TEXT:
>>

The adjusted R^2 value was about 0.085. This means the model explains about 8.5% of the changes in critical violations. When looking at the diagnostic plots, most points followed the general pattern of the model, although some points were farther away from the others.
Number of inspections by year
pool_inspection |>count(year, sort =TRUE)
# A tibble: 6 × 2
year n
<dbl> <int>
1 2019 1266
2 2024 1166
3 2021 746
4 2023 554
5 2022 486
6 2020 483
I did this chunk to see how many inspections were recorded for each year in the dataset.
I filtered the dataset to keep only Brooklyn, Manhattan, and Staten Island based on the linear regression analysis. I also kept only routine inspections and re-inspections because there are the most relevant inspection types. I selected the year 2024 because it is the most recent year in the dataset.

<<

SOURCE MATERIAL:

>>

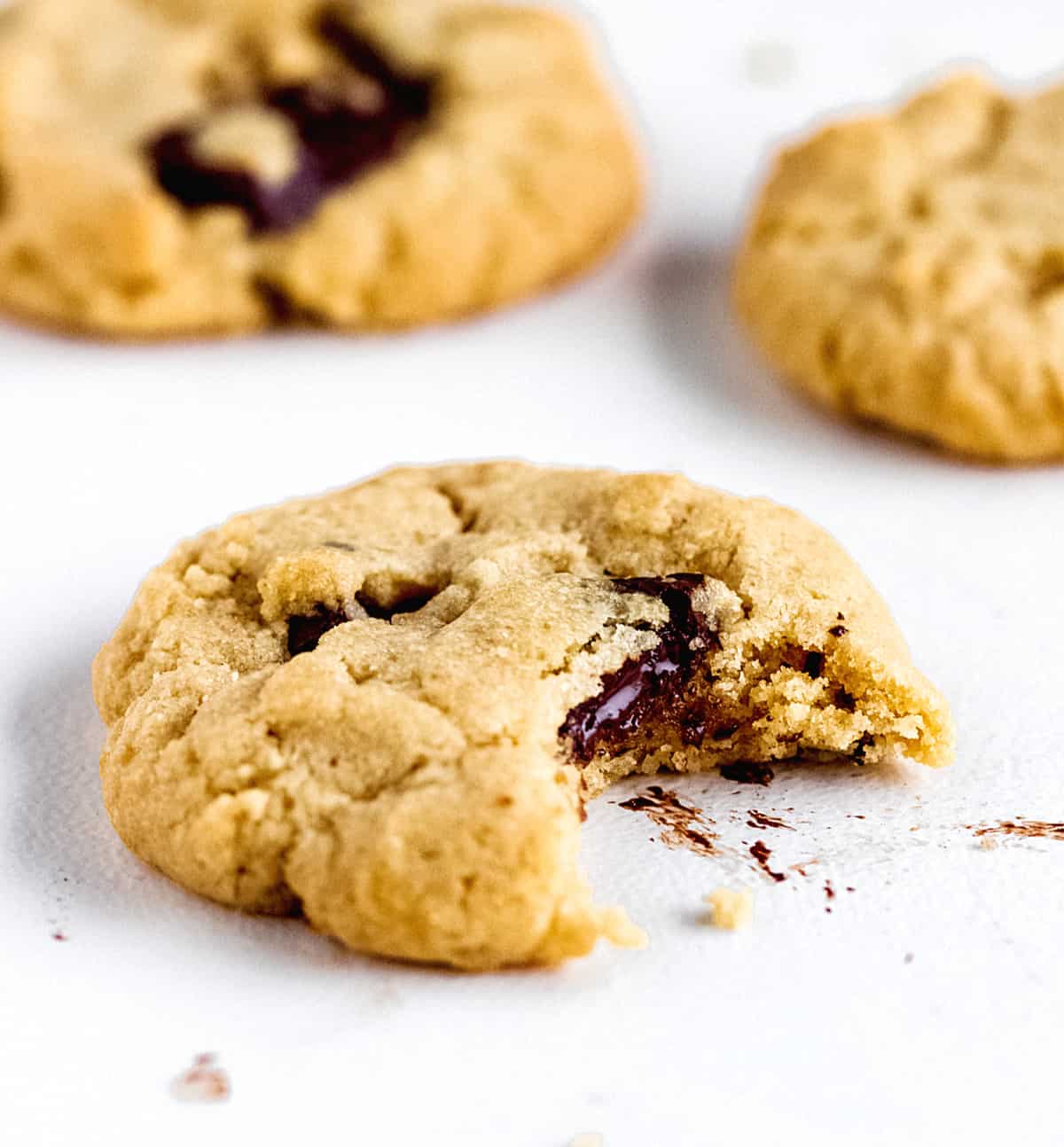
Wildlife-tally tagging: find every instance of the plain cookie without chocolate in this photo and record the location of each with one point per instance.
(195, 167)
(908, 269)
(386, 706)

<<

EXERCISE TASKS:
• A. Rewrite the pool inspection text from "# A tibble: 6" to "each year in the dataset.", changing "dataset" to "data frame".
• B. Carry the write-up on pool inspections forward from its last sentence.

RESPONSES BY TASK:
• A.
# A tibble: 6 × 2
year n
<dbl> <int>
1 2019 1266
2 2024 1166
3 2021 746
4 2023 554
5 2022 486
6 2020 483
I did this chunk to see how many inspections were recorded for each year in the data frame.

• B.
Ridge plot of PHH violations by borough
Final_plot <-ggplot(pool_inspection2,aes(x = Num_PHH_Violations,y = Borough,fill = Borough)) +geom_density_ridges(alpha =0.9, scale =4, color ="black",bandwidth =0.3) +scale_x_continuous(breaks =0:5) +scale_fill_manual(values =c("Manhattan"="#bc17f4","Brooklyn"="#0bc9b7","Staten Island"="#9aca0b" )) +labs(title ="Distribution of PHH Violations Across NYC Borough in Pool Inspections (2024)",x ="Number of PHH Violations",y ="Borough",fill ="Borough",caption ="Source: NYC Open Data Pool Inspection") +theme_minimal(base_size =12)Final_plot
This ridge plot shows the distribution of Public Health Hazards(PHH) violations across Brooklyn, Manhattan, and Staten Island in 2024. Most inspections in all three boroughs had low PHH violations because the highest part of the shapes is close to 0. Manhattan has the longest shape going to the right, meaning that some inspections had higher numbers of PHH violations. Brooklyn also slightly extends to the right, meaning a few inspections had higher violation too, although not as much as Manhattan. Staten Island has a more concentrated distribution, which indicates that most inspections had lower and similar PHH violation values.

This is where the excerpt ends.